Instructions for the task
Here are some records. Copy each one exactly.

[Recorded data]
* * * * *

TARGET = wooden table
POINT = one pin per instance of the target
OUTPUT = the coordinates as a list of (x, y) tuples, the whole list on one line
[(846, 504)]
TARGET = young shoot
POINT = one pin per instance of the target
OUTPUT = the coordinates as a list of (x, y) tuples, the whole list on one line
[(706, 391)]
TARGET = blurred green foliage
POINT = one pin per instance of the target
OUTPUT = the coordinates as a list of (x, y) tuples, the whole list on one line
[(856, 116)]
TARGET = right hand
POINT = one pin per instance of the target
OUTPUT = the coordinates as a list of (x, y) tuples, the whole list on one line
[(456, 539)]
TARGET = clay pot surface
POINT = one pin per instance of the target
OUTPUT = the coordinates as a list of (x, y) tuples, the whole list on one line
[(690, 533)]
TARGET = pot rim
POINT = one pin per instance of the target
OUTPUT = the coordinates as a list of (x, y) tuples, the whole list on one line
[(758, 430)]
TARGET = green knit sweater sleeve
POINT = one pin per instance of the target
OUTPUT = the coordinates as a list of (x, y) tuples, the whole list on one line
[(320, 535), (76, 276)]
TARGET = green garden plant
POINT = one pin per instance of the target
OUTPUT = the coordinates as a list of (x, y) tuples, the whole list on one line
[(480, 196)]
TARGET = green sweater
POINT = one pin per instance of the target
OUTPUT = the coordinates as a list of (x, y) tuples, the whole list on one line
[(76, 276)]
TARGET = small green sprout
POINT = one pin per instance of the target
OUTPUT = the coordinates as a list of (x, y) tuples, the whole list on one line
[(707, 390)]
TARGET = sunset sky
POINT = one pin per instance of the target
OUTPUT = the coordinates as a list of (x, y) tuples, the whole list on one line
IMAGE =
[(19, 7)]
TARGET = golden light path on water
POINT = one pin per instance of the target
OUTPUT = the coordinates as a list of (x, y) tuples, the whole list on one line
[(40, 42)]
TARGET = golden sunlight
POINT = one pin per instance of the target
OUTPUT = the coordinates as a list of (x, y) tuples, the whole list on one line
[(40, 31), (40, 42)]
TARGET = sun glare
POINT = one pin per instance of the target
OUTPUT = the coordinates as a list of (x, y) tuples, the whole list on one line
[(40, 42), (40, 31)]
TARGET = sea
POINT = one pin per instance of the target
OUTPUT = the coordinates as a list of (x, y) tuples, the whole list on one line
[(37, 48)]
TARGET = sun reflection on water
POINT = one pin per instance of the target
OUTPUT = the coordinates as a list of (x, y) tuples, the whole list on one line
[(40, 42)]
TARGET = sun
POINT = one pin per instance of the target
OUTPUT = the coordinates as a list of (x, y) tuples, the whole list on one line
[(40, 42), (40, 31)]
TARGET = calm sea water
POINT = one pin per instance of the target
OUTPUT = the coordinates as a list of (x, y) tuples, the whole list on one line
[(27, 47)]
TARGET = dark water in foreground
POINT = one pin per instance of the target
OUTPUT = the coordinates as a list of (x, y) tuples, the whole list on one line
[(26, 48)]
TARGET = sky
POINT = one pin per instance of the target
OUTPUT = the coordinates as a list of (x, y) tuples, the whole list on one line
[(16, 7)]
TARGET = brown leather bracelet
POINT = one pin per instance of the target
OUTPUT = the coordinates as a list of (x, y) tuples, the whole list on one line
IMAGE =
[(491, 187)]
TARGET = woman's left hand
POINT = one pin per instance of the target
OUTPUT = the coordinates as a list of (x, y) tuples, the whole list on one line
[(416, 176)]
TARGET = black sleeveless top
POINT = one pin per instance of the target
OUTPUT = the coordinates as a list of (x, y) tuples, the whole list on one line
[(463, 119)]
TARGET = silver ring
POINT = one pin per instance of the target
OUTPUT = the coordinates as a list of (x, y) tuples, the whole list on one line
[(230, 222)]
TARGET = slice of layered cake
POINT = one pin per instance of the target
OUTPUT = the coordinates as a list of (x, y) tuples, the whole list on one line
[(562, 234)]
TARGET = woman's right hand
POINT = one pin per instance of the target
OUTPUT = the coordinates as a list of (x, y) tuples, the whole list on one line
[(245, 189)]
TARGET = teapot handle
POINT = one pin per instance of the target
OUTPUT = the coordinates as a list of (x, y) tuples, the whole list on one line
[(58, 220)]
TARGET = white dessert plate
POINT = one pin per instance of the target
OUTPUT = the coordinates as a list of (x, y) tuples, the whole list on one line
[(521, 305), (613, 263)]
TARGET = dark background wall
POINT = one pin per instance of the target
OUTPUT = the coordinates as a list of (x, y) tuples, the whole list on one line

* * * * *

Written reply
TARGET = wooden table
POINT = one pin per instance of the target
OUTPUT = the coordinates as a list of (x, y) tuples, the whole list on one line
[(846, 504)]
TARGET = young shoot
POINT = one pin per instance of the target
OUTPUT = the coordinates as a list of (x, y) tuples, the whole list on one line
[(706, 391)]
TARGET = blurred green foliage
POINT = one pin per instance of the target
OUTPUT = the coordinates as a list of (x, y) tuples, the whole list on one line
[(856, 116)]
TARGET = right hand
POINT = one pin per instance of the target
OUTPUT = the coordinates as a list of (x, y) tuples, the whole list on one line
[(456, 539)]
TARGET = clay pot surface
POINT = one pin per instance of the target
OUTPUT = the coordinates as a list of (x, y) tuples, the whole list on one line
[(690, 533)]
TARGET = pot rim
POINT = one pin per instance of the target
OUTPUT = the coordinates as a list of (x, y) tuples, the whole list on one line
[(758, 430)]
TARGET = green knit sweater sleeve
POINT = one pin per instance of the target
OUTPUT = the coordinates as a list of (x, y) tuples, the whole list on one line
[(320, 535), (76, 276)]
TARGET = green garden plant
POINT = one pin per instance of the target
OUTPUT = the coordinates as a list of (x, y) tuples, the whole list on one line
[(480, 196)]
TARGET = green sweater
POINT = one pin per instance of the target
OUTPUT = the coordinates as a list of (x, y) tuples, the whole list on one line
[(76, 276)]
TARGET = small green sprout
POINT = one pin per instance of the target
OUTPUT = the coordinates as a list of (x, y) tuples, the whole list on one line
[(707, 390)]
TARGET = sunset sky
POINT = one pin per instance of the target
OUTPUT = the coordinates as a list of (x, y) tuples, the whole list on one line
IMAGE =
[(19, 7)]
TARGET = golden light path on water
POINT = one pin per instance of the target
OUTPUT = the coordinates as a list of (x, y) tuples, the whole list on one line
[(40, 42)]
TARGET = golden sunlight
POINT = one pin per instance of the target
OUTPUT = the coordinates as a list of (x, y) tuples, the whole list on one line
[(40, 31), (40, 42)]
TARGET = sun glare
POINT = one pin per instance of the target
OUTPUT = the coordinates as a list of (x, y) tuples, the whole list on one line
[(40, 42), (40, 31)]
TARGET = sea
POINT = one pin per instance of the target
OUTPUT = the coordinates as a list of (x, y) tuples, the whole list on one line
[(37, 48)]
TARGET = sun reflection on water
POINT = one pin per instance of the target
OUTPUT = the coordinates as a list of (x, y) tuples, the whole list on one line
[(40, 42)]
TARGET = sun
POINT = one pin per instance of the target
OUTPUT = the coordinates as a list of (x, y) tuples, the whole list on one line
[(40, 42), (40, 31)]
TARGET = calm sea water
POINT = one pin per instance of the target
OUTPUT = the coordinates as a list of (x, y) tuples, the whole list on one line
[(27, 47)]
TARGET = dark water in foreground
POINT = one pin per instance of the target
OUTPUT = the coordinates as a list of (x, y) tuples, the whole list on one line
[(26, 48)]
TARGET = sky
POINT = one pin per instance of the target
OUTPUT = the coordinates as a list of (x, y) tuples, the whole list on one line
[(16, 7)]
TARGET = brown leather bracelet
POINT = one pin per instance of the target
OUTPUT = the coordinates as a list of (x, y) tuples, the whole list on one line
IMAGE =
[(491, 187)]
TARGET = woman's left hand
POINT = one pin per instance of the target
OUTPUT = the coordinates as a list of (x, y) tuples, the whole list on one line
[(416, 176)]
TARGET = black sleeveless top
POINT = one pin per instance of the target
OUTPUT = the coordinates as a list of (x, y) tuples, the whole list on one line
[(463, 119)]
TARGET = silver ring
POINT = one pin per instance of the target
OUTPUT = the coordinates as a list of (x, y) tuples, the whole list on one line
[(230, 222)]
TARGET = slice of layered cake
POINT = one pin per instance of the target
OUTPUT = the coordinates as a list of (x, y) tuples, the whole list on one line
[(562, 234)]
TARGET = woman's right hand
POINT = one pin per instance of the target
OUTPUT = the coordinates as a list of (x, y) tuples, the whole list on one line
[(245, 189)]
TARGET = teapot handle
POINT = one pin per instance of the target
OUTPUT = the coordinates as a list of (x, y) tuples, the whole list on one line
[(58, 220)]
TARGET = white dessert plate
POINT = one pin per instance of the target
OUTPUT = the coordinates as a list of (x, y) tuples, the whole list on one line
[(521, 305), (613, 263)]
TARGET = dark background wall
POINT = one pin per instance of the target
OUTPUT = the coordinates as a list of (x, y) tuples, the whole list on one line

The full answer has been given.